[ИСХОДНЫЙ ТЕКСТ]:

::::::::

Выбрать главу

Следует осознать экстравагантность предложения Баура в тогдашней международной литературной ситуации. Это первая официальная номинация советского автора на Нобелевскую премию по литературе[1250]. До тех пор все поступавшие в Нобелевский комитет русские номинации относились к писателям зарубежья, и даже Максим Горький, когда он впервые попал в нобелевские списки, находился в положении «эмигрантском»[1251]. Из всех советских авторов при этом Баура назвал поэта — поэта камерного, труднопереводимого и по этой причине практически на Западе неизвестного. На шведский язык до 1945 года было переведено только одно его стихотворение — «Сложа весла». Появилось оно в Финляндии, в небольшом сборнике «Поэты-евреи России»[1252]. В антологию 1945-го, подготовленную тем же переводчиком, вошли отрывки из поэмы «Девятьсот пятый год» и стихотворение «Сестра моя жизнь…»[1253]. Мало что мог номинатор предложить вниманию Нобелевского комитета даже по-английски: сборник переводов Коэна еще не вышел в серии, редактируемой Шиманским в издательстве «Lindsay Drummond Ltd.»; к тому же переводы эти большим искусством не отличались, и если о Баура Пастернак говорил с восторгом, то о Коэне его отзывов нет. Сам же Баура к тому времени опубликовал всего пять своих собственных переводов пастернаковских стихотворений. Какое бы восхищение он, сам опытный и искусный поэт-переводчик, ни испытывал к пастернаковским версиям шекспировских трагедий и как бы ни понимал всю силу поэтического мастерства, вложенного в этот труд, — было понятно, что этих заслуг недостаточно для положительного решения по новой кандидатуре в Нобелевском комитете. В письме Баура в Стокгольм ни словом поэтому не упомянута переводческая работа.

Стоит в этой связи напомнить, кто из поэтов перед тем удостоился Нобелевской премии. Вот их — сравнительно небольшой — список: Frédéric Mistral (1904), Paul Heyse (1910), Rabindranath Tagore (1913), представлявший бенгальскую и английскую словесность, датский поэт Karl Gjellerup (1917), William Butler Yeats (1923), шведский поэт Erik Axel Karlfeldt (1931), чилийская поэтесса Gabriela Mistral (1945)[1254]. Если Пастернака, с его сложной поэтикой, спроецировать на этот список, то станет ясно, до какой степени неожиданной должна была в 1945 году казаться его кандидатура[1255].

Притом что решающий вес для Баура имел критерий «чистой лирики», идея выдвижения Пастернака родилась с учетом благоприятно складывавшейся, как могло в тот момент казаться, международной политико-культурной обстановки. К концу 1945 года Советский Союз пользовался еще широкими симпатиями либерально-демократических кругов на Западе, приобретенными в годы войны. Более того, в общественном мнении Великобритании с первых военных лет высказывалось беспокойство по поводу возможного усиления роли США на европейском континенте и вредного воздействия американской «массовой культуры» на европейскую цивилизацию. Такая опасность выглядела серьезнее «советской»[1256]. Об аналогичных настроениях в среде русской интеллигенции свидетельствовал И. Берлин в своем отчете о беседах с ленинградскими писателями (ноябрь 1945):

Много говорилось о «гуманистических ценностях» и общей культуре в противоположность «американизму» и «варварству», в которых видят сейчас главные опасности[1257].

::::::::

[ЗАДАНИЕ A]: Воспроизведите дословно отрывок из текста о выдвижении Пастернака, начиная со слов «Много говорилось о» и продолжая вплоть до слов «сейчас главные опасности[1257].».
[ЗАДАНИЕ B]:
Для каждого утверждения определите, соответствует ли оно тексту о выдвижении Пастернака. Ответьте «да» или «нет» и приведите точной цитатой слова текста, которые это решают.
(i) До 1945 года на шведский язык было переведено лишь одно стихотворение Пастернака.
(ii) В письме Баура в Стокгольм упоминается переводческая работа Пастернака.
(iii) Габриела Мистраль получила Нобелевскую премию в 1931 году.
[ЗАДАНИЕ C]: Продолжите текст о выдвижении Пастернака, начав сразу после его последней фразы.

[ИСХОДНЫЕ ДАННЫЕ]:
::::::::

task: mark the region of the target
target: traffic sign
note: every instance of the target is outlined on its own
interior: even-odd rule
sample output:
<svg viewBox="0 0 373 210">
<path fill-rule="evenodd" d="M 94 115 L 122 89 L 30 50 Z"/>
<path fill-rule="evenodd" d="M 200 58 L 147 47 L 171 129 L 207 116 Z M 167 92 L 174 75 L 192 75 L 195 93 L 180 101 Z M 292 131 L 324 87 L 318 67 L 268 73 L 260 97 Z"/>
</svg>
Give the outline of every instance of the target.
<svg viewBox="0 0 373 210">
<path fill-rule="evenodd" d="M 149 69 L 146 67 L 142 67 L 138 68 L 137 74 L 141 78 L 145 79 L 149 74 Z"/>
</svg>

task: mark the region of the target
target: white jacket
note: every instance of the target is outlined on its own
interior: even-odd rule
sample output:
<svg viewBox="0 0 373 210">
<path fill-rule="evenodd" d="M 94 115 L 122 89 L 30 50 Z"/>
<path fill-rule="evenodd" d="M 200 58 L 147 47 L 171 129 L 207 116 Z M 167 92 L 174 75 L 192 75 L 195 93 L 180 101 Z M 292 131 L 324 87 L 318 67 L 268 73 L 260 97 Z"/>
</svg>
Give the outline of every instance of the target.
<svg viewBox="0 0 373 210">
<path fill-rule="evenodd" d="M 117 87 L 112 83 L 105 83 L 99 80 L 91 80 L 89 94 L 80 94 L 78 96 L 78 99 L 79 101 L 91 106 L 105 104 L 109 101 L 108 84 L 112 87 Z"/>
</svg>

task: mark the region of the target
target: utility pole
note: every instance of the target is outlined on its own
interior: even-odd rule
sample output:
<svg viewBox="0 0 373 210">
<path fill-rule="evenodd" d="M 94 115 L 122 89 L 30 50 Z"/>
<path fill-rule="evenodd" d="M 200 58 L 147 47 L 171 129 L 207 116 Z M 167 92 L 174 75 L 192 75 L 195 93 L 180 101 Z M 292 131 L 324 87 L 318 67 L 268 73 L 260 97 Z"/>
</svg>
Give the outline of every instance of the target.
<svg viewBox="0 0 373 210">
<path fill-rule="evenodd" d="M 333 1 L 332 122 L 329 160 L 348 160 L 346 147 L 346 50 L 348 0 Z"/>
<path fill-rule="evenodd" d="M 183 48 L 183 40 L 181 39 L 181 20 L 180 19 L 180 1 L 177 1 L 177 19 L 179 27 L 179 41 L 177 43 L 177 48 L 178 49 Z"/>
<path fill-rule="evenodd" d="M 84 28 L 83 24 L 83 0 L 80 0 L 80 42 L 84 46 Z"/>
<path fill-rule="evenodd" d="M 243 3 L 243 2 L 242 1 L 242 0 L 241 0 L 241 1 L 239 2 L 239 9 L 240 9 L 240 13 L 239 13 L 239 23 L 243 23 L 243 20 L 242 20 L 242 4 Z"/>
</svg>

::::::::

[ОТВЕТ НА ЗАДАНИЕ A]:
Много говорилось о «гуманистических ценностях» и общей культуре в противоположность «американизму» и «варварству», в которых видят сейчас главные опасности[1257].

[ОТВЕТ НА ЗАДАНИЕ B]:
(i) Да: «На шведский язык до 1945 года было переведено только одно его стихотворение».
(ii) Нет: «В письме Баура в Стокгольм ни словом поэтому не упомянута переводческая работа».
(iii) Нет: «чилийская поэтесса Gabriela Mistral (1945)».

[ОТВЕТ НА ЗАДАНИЕ C]:
Тяготение журнала «Horizon» к Пастернаку было вызвано ощущением, что этот русский поэт, замечательный интерпретатор Шекспира, воплощает собой идею целостности европейской культуры, и это ощущение поддерживалось всем истолкованием его творчества у Баура. Выдвигая живущего в СССР автора на Нобелевскую премию, Баура полагал, что его идея встретит положительную реакцию в Швеции в свете стремления этой страны обеспечить себе в послевоенной Европе роль «моста» между Востоком и Западом. Хотя номинатор прекрасно знал, до какой степени неадекватен официальный статус Пастернака внутри советской литературной жизни, он не отрывал поэта от советской литературы в целом и не стремился противопоставить его ей. Он предпринял эту номинацию не в пику советским верхам. Наоборот, зимой 1945/1946 г. вполне обоснованными выглядели ожидания, что те писательские круги в Советском Союзе, которые выступали за ослабление цензурного контроля[1258] и за сближение с Западом, смогут одержать верх в борьбе с литературной бюрократией.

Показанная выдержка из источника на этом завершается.